• **Dataset entries**:
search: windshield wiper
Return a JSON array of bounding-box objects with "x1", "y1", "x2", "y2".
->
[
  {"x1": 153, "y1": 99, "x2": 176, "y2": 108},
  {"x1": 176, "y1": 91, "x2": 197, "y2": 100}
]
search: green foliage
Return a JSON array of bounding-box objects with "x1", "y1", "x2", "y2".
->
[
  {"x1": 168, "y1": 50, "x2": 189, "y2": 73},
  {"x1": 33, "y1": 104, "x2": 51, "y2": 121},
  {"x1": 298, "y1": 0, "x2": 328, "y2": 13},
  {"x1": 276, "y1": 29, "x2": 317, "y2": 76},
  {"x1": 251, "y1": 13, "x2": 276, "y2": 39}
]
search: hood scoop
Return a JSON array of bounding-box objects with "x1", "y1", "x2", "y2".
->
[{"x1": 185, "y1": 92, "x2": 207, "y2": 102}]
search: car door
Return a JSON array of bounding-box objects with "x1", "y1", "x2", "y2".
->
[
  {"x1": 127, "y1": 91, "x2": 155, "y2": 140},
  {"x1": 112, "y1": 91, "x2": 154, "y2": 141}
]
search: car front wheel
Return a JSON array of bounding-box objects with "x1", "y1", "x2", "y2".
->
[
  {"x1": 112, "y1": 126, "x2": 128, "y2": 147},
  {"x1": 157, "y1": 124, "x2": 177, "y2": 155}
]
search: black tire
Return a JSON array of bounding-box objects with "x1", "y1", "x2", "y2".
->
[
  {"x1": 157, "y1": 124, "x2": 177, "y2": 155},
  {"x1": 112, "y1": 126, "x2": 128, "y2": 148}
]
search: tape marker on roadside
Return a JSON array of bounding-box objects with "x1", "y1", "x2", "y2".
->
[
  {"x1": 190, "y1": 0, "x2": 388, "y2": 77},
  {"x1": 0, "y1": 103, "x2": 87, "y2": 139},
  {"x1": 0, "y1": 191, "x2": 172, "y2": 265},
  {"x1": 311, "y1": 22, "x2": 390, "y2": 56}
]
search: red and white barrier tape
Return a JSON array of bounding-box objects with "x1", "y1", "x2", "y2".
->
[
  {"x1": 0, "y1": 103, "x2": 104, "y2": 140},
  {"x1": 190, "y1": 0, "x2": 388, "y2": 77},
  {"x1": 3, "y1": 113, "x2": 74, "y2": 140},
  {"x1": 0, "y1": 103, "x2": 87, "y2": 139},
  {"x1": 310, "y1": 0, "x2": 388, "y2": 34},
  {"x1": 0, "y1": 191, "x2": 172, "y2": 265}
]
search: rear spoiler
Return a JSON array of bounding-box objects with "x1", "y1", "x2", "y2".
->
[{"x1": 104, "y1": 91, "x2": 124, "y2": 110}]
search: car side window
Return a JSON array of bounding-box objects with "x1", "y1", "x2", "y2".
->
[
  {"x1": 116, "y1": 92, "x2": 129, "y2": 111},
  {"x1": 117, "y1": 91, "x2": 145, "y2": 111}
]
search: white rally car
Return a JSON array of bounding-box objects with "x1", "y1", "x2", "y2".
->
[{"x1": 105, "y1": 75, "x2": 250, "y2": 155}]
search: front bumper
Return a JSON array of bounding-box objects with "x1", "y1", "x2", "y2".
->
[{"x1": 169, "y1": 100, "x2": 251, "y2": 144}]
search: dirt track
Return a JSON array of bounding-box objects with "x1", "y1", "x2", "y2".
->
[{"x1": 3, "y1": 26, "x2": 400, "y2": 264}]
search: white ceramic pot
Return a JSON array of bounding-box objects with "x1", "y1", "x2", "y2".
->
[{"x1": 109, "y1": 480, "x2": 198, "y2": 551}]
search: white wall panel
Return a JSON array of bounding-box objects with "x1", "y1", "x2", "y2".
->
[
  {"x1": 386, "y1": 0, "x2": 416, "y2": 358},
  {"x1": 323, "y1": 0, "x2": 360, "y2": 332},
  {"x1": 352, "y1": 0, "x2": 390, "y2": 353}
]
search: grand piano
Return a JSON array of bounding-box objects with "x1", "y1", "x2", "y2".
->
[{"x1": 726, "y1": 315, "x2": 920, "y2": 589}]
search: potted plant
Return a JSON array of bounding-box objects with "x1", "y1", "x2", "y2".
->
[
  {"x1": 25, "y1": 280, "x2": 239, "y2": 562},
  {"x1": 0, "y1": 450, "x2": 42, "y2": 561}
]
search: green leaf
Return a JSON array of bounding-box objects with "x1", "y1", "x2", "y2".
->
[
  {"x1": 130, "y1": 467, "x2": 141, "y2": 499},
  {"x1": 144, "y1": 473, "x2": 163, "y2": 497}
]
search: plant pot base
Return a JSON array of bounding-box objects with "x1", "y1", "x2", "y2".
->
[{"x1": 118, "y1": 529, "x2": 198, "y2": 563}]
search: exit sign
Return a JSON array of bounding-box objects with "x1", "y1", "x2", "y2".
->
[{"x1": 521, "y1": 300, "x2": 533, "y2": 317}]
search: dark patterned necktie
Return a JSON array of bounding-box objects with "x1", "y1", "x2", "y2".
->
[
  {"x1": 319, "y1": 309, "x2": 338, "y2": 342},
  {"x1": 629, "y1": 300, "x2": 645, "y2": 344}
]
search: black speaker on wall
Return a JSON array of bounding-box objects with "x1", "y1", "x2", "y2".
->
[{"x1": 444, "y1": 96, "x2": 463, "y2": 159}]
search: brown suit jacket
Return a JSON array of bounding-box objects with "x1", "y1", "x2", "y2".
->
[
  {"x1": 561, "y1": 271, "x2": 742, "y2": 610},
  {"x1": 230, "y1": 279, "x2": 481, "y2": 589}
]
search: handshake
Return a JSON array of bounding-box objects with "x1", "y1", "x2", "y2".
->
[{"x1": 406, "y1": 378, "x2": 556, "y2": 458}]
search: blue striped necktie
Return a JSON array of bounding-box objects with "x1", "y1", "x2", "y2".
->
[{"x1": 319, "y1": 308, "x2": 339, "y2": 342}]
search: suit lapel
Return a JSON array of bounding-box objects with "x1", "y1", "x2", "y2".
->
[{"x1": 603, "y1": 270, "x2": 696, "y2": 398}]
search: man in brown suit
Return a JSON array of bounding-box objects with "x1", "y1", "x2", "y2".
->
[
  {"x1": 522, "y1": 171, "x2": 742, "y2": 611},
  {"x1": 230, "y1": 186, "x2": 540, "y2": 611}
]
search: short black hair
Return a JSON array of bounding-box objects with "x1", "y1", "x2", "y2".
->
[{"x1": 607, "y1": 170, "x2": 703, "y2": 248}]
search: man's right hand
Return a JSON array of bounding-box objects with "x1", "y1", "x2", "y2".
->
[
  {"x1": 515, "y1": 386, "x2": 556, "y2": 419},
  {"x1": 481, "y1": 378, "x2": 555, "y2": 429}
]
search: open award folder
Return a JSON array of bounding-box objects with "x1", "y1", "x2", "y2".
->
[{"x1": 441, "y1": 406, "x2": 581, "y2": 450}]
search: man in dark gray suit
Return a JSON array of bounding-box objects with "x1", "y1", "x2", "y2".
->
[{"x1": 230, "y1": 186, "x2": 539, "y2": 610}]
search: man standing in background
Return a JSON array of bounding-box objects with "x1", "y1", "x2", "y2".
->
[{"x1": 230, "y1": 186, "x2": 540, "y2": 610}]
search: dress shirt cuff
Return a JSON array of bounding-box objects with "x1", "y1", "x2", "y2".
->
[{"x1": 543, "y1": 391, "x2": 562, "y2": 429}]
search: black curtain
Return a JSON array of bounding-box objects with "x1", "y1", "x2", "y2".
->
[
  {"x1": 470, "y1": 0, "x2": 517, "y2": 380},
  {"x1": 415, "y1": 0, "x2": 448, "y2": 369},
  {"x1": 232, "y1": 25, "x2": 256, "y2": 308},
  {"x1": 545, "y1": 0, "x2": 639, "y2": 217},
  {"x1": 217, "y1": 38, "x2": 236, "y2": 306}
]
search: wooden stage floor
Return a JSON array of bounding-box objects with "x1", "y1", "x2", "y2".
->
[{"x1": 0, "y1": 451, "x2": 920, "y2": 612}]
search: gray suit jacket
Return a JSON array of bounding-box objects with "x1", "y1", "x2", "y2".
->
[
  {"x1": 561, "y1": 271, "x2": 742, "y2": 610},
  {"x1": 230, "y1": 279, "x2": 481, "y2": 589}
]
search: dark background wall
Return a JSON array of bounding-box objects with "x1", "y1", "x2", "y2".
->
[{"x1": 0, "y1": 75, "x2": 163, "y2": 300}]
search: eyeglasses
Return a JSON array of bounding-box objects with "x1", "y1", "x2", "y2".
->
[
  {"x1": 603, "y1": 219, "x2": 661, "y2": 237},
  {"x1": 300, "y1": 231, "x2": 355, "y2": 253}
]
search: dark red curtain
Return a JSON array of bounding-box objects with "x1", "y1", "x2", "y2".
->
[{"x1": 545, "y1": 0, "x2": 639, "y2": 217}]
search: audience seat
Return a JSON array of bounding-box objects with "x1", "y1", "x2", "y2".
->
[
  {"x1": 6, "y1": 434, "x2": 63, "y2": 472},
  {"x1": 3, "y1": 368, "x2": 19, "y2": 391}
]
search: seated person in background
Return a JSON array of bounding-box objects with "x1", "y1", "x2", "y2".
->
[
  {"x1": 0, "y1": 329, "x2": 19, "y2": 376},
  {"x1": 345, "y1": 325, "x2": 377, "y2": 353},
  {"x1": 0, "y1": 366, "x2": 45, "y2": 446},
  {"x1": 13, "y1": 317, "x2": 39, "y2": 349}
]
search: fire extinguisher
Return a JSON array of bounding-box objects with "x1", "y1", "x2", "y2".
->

• **Set problem**:
Switch "fire extinguisher" to "exit sign" in everything from the line with "search: audience seat" down to the end of the data, changing nothing else, and give back only those lines.

• **Task solution**:
search: audience seat
Return a JSON array of bounding-box objects with "x1", "y1", "x2", "y2".
->
[
  {"x1": 6, "y1": 434, "x2": 63, "y2": 472},
  {"x1": 3, "y1": 368, "x2": 19, "y2": 391}
]
search: seated person in background
Return a JSON array of bounding-box objects with "x1", "y1", "x2", "y2".
->
[
  {"x1": 0, "y1": 329, "x2": 19, "y2": 376},
  {"x1": 345, "y1": 325, "x2": 377, "y2": 353},
  {"x1": 0, "y1": 366, "x2": 45, "y2": 446},
  {"x1": 13, "y1": 317, "x2": 39, "y2": 349}
]
search: exit sign
Return a JSON array of bounding-box objects with "x1", "y1", "x2", "y2".
->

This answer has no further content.